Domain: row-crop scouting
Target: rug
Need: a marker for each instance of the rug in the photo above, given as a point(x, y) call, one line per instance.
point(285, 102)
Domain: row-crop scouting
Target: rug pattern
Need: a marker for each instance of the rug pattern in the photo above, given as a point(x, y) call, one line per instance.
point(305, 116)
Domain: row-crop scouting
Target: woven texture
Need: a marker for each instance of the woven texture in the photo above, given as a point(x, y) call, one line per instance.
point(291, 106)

...

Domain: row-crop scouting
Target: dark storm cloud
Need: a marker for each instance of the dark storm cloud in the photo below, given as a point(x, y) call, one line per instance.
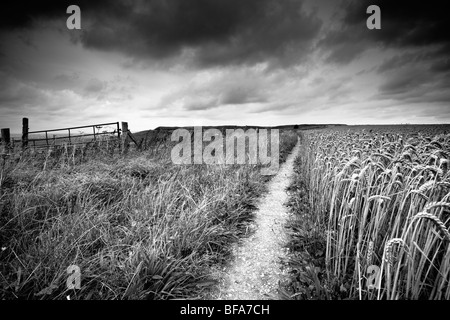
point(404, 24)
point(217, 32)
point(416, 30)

==

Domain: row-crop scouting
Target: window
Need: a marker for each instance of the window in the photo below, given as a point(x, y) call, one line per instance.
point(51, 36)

■ Exercise details ■
Copy each line of the data above that holds "Target".

■ Answer below ■
Target: rug
Target: rug pattern
Target: woven texture
Target: dark storm cloud
Target: window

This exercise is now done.